## WRITTEN TASK:
Write out precisely the lines beginning with the line that contains "Target: concrete step" and ending with the last line of the entries, and no other lines.

## MATERIAL FOR THE TASK:
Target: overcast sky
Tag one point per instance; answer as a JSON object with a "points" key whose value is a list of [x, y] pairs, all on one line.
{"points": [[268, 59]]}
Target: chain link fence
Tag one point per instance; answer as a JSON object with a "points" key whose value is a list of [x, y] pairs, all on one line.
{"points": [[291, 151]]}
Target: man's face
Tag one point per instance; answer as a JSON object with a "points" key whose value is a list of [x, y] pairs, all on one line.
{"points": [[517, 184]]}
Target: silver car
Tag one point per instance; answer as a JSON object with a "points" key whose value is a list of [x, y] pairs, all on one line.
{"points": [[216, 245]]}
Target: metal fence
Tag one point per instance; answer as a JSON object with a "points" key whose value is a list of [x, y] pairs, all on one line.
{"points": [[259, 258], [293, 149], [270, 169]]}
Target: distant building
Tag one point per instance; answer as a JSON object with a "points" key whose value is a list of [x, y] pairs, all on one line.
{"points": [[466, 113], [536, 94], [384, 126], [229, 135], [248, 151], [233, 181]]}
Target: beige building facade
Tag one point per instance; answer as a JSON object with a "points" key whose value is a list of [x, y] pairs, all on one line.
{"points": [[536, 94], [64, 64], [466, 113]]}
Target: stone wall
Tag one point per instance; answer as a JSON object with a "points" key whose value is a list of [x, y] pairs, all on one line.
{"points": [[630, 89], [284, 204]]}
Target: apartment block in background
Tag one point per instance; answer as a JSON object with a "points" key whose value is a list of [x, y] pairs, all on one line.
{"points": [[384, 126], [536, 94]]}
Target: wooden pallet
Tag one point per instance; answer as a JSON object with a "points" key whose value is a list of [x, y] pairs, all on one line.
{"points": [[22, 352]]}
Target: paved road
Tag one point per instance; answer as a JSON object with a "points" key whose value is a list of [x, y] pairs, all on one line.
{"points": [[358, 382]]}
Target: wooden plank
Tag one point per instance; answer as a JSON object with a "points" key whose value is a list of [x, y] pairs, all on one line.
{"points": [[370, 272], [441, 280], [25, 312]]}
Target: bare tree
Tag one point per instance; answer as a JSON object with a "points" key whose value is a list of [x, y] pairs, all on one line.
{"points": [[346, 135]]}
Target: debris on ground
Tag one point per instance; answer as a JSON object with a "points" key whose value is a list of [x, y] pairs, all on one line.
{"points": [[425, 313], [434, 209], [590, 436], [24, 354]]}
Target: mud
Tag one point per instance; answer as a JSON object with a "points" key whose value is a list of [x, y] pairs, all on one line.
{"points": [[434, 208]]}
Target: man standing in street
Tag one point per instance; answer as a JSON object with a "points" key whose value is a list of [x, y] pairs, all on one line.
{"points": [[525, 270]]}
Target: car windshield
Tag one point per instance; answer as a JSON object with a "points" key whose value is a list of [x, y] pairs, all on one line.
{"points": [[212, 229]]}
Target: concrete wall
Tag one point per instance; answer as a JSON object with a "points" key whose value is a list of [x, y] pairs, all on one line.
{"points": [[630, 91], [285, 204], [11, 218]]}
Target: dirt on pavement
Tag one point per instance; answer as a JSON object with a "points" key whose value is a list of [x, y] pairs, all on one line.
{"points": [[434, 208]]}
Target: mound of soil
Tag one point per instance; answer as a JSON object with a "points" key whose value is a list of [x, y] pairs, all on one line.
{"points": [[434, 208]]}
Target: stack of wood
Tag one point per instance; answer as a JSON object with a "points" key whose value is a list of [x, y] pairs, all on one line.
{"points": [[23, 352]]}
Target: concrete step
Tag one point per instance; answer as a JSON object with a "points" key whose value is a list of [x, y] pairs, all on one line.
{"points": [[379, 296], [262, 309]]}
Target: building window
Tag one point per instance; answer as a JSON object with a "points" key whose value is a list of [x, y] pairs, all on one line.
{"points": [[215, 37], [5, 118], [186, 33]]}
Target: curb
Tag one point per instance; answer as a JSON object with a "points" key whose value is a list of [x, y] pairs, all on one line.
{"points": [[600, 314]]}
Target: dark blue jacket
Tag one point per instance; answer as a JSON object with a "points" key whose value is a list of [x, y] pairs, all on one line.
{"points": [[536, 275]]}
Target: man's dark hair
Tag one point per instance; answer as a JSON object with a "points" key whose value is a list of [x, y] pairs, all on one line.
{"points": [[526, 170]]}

## WRITTEN REPLY:
Target: concrete step
Tag one point per instance; answer as a JSON object with a "points" key whose value is a list of [x, y] pairs, all on one line.
{"points": [[379, 296], [262, 309]]}
Target: building window
Tag one point per instance; answer as a JSON object with a "points" key whose value is a list of [x, y] pairs, all on one line.
{"points": [[215, 37], [5, 118], [186, 33]]}
Target: curb
Tag one point per instance; answer as a JSON object with a "points" key whose value is a list of [x, y] pairs, all on one line.
{"points": [[600, 314]]}
Target: dark blue jacket
Tag one point per instance; answer as a JSON object with a "points" key whose value is a list of [x, y] pairs, all on one line.
{"points": [[536, 275]]}
Target: man's dark hair
Tag one point per instance; answer as a JSON object with a "points" key whose value is a list of [x, y] pairs, all on one line.
{"points": [[526, 170]]}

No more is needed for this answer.